▶ [Assignment]:
Write each entry out once more, please, precisely as shown.

###

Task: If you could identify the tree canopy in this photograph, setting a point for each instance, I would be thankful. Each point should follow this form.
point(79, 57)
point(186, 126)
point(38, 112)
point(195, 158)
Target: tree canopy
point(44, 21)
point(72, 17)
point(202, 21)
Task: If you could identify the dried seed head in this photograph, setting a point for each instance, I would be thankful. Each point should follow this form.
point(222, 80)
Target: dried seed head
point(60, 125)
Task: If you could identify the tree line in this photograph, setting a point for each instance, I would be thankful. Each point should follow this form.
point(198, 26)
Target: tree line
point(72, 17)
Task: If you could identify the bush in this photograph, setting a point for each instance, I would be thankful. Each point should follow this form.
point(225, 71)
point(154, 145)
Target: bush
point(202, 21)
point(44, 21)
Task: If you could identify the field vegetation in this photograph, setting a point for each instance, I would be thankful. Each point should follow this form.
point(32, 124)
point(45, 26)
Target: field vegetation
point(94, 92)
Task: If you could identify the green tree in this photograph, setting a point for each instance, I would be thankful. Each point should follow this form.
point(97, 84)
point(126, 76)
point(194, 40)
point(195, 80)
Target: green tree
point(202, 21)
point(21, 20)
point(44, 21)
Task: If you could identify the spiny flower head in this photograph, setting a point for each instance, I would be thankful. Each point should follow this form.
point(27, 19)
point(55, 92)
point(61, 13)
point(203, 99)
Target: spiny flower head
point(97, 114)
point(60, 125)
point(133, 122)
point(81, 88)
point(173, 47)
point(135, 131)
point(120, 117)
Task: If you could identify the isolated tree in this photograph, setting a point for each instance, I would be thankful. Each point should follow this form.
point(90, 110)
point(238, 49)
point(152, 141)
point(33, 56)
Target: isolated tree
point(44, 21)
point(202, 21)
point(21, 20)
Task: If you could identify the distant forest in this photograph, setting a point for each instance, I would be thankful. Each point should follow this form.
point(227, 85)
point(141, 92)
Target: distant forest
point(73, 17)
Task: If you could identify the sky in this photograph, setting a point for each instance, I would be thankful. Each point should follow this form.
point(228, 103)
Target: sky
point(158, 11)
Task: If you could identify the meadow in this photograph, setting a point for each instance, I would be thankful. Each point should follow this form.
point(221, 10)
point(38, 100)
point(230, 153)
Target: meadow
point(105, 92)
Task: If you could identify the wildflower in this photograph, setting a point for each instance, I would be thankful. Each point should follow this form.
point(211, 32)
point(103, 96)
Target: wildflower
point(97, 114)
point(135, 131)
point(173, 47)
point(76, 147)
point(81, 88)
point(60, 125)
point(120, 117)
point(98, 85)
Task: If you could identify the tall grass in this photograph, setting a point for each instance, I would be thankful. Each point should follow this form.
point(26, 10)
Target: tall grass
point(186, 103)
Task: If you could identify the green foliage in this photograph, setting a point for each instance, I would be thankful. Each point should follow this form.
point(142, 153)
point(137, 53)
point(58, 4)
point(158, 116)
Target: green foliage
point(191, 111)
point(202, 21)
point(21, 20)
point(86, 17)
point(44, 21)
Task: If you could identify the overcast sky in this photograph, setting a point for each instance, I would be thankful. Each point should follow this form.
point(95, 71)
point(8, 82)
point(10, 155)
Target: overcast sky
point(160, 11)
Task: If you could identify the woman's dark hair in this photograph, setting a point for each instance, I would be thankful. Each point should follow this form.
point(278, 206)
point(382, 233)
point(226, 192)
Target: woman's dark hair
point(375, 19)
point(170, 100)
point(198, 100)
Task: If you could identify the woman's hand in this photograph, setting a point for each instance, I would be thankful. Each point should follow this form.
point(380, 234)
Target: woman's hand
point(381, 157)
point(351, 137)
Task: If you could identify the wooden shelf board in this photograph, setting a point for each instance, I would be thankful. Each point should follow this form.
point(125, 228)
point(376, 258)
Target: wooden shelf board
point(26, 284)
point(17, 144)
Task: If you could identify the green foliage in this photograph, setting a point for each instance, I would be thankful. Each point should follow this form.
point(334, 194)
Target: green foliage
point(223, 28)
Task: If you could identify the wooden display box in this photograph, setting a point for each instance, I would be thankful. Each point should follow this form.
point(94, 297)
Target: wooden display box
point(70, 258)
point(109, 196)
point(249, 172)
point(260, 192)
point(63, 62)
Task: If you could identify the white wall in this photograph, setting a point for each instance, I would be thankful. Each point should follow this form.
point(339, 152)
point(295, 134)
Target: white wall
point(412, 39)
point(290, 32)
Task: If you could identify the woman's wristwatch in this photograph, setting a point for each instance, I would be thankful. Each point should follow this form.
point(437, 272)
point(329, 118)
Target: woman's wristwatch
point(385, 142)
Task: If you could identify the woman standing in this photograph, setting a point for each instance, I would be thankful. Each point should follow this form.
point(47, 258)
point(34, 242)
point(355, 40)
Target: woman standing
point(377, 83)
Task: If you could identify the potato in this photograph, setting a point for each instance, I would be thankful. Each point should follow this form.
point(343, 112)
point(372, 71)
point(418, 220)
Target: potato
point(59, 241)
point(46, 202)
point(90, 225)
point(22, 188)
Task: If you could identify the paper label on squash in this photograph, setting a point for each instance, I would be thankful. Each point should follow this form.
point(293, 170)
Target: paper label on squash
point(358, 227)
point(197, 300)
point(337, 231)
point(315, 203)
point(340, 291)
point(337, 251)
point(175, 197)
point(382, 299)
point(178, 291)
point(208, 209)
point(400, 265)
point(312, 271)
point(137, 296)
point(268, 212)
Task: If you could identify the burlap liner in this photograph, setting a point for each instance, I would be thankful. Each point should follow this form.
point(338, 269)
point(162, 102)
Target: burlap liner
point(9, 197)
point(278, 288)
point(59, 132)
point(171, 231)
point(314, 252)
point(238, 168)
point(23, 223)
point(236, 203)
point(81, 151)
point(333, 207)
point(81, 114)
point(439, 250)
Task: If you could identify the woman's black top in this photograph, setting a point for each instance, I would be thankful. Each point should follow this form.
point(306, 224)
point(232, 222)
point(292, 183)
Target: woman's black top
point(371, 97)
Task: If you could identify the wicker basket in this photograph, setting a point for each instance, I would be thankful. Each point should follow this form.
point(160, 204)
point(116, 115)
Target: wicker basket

###

▶ [Written solution]:
Task: If you could identify the tree canopy in this photograph, setting a point for each instance, I would be thankful. Each point should follow this form.
point(79, 57)
point(186, 126)
point(38, 112)
point(195, 158)
Target: tree canopy
point(44, 21)
point(72, 17)
point(202, 21)
Task: If you could identify the dried seed head in this photograph, setting a point for each instance, I would be thankful. Each point should follow this form.
point(222, 80)
Target: dried seed head
point(60, 125)
Task: If you could identify the tree line in this photograph, setting a point for each instance, I would be thankful. Each point should follow this form.
point(198, 26)
Target: tree line
point(72, 17)
Task: If you could identify the bush in this photograph, setting a point for each instance, I would be thankful. Each point should follow this form.
point(225, 71)
point(154, 145)
Target: bush
point(202, 21)
point(44, 21)
Task: If you could identify the field vegetation in this photograph, setting a point for each instance, I would be thankful. Each point should follow this form.
point(32, 124)
point(45, 26)
Target: field vegetation
point(94, 92)
Task: If you could identify the green tree in this photograph, setting a point for each instance, I would be thankful. Each point should follow this form.
point(97, 84)
point(126, 76)
point(194, 40)
point(195, 80)
Target: green tree
point(202, 21)
point(21, 20)
point(44, 21)
Task: If you could identify the spiny flower head in this photograph, setting a point for each instance, I would be thankful. Each point should follow this form.
point(27, 19)
point(55, 92)
point(61, 13)
point(203, 99)
Target: spiny flower head
point(97, 114)
point(60, 125)
point(133, 122)
point(81, 88)
point(173, 47)
point(135, 131)
point(120, 117)
Task: If you could identify the isolated tree in this photograph, setting a point for each instance, I would be thankful. Each point should follow this form.
point(90, 110)
point(238, 49)
point(152, 141)
point(33, 56)
Target: isolated tree
point(44, 21)
point(202, 21)
point(21, 20)
Task: If you could identify the distant forest in this photograph, setting a point for each instance, I would be thankful. Each point should follow this form.
point(227, 85)
point(141, 92)
Target: distant forest
point(73, 17)
Task: If you could identify the sky in this photograph, setting a point for each instance, I would be thankful. Each point should follow this form.
point(228, 103)
Target: sky
point(158, 11)
Task: If you could identify the meadow in this photograph, setting a point for each instance, I would be thankful. Each point should follow this form.
point(221, 10)
point(38, 100)
point(230, 153)
Target: meadow
point(105, 92)
Task: If you could identify the wildflower in this photograph, setting a point for each instance, I would be thankful. Each point should follow this form.
point(211, 32)
point(103, 96)
Target: wildflower
point(97, 114)
point(135, 131)
point(173, 47)
point(76, 147)
point(81, 88)
point(60, 125)
point(120, 117)
point(98, 85)
Task: If you could identify the tall grass in this photograph, setting a point for each instance, I would be thankful. Each point should follow this form.
point(26, 10)
Target: tall grass
point(186, 103)
Task: If you could identify the green foliage in this photograph, setting a point for each instance, I would be thankful. Each point should follow this form.
point(142, 153)
point(137, 53)
point(58, 4)
point(158, 116)
Target: green foliage
point(191, 111)
point(202, 21)
point(21, 20)
point(86, 17)
point(44, 21)
Task: If you could identify the overcast sky in this photograph, setting a point for each instance, I would be thankful. Each point should follow this form.
point(95, 71)
point(8, 82)
point(10, 155)
Target: overcast sky
point(160, 11)
Task: If you could identify the woman's dark hair in this photograph, setting a point for each instance, I would be thankful. Each point should follow this form.
point(278, 206)
point(382, 233)
point(226, 192)
Target: woman's dark hair
point(375, 19)
point(170, 100)
point(198, 100)
Task: If you could identify the woman's hand in this photograph, setting a point for each instance, I would be thankful. Each point should follow this form.
point(380, 234)
Target: woman's hand
point(381, 157)
point(351, 137)
Task: If you could identify the wooden shelf board in this photograph, setting a point for each instance, I would be thankful. Each point should follow this form.
point(125, 228)
point(376, 258)
Target: wooden shelf board
point(26, 284)
point(17, 144)
Task: If you could identify the green foliage in this photograph, setting a point for each instance, I would be thankful. Each point should follow this form.
point(334, 194)
Target: green foliage
point(223, 28)
Task: If you could identify the wooden display box in this photograph, setting a point for each instance, I would be thankful. Each point should follow this form.
point(94, 297)
Target: wooden display box
point(70, 258)
point(109, 196)
point(249, 172)
point(260, 192)
point(63, 62)
Task: If you could identify the white wall in this photograph, setting a point for each instance, I would be thankful. Each point should follow this form.
point(339, 152)
point(295, 134)
Target: white wall
point(412, 39)
point(290, 32)
Task: If you could identify the woman's wristwatch in this photograph, setting a point for each instance, I would be thankful. Each point should follow this form.
point(437, 272)
point(329, 118)
Target: woman's wristwatch
point(385, 142)
Task: If you could identify the woman standing in this photograph, setting a point for each instance, I would be thankful. Each point should follow this form.
point(47, 258)
point(34, 242)
point(355, 40)
Target: woman standing
point(377, 83)
Task: If you could identify the potato in this photograph, setting a point for each instance, I would be thankful. Each point should follow this form.
point(343, 112)
point(372, 71)
point(418, 220)
Target: potato
point(59, 241)
point(46, 202)
point(90, 225)
point(22, 188)
Task: If you could identify the paper label on squash in this photograph, setting a point for each instance, I would be thankful. Each point should follow this form.
point(293, 170)
Target: paper label on squash
point(358, 227)
point(197, 300)
point(337, 231)
point(315, 203)
point(340, 291)
point(337, 251)
point(175, 197)
point(382, 299)
point(178, 291)
point(208, 209)
point(400, 265)
point(312, 271)
point(137, 296)
point(268, 212)
Task: If you could identify the burlap liner in this photograph, setting a point for each instance, I would be thankful. Each point should follow this form.
point(338, 269)
point(162, 102)
Target: burlap liner
point(9, 197)
point(278, 288)
point(59, 132)
point(171, 231)
point(314, 252)
point(238, 168)
point(23, 223)
point(236, 203)
point(81, 151)
point(333, 207)
point(81, 114)
point(439, 250)
Task: If you could identify the woman's black top in this photograph, setting a point for each instance, I would be thankful. Each point should follow this form.
point(306, 224)
point(232, 222)
point(292, 183)
Target: woman's black top
point(371, 97)
Task: If you could identify the wicker basket in this photograph, setting a point for each instance, I would be thankful. Each point should follow this form.
point(160, 204)
point(116, 115)
Target: wicker basket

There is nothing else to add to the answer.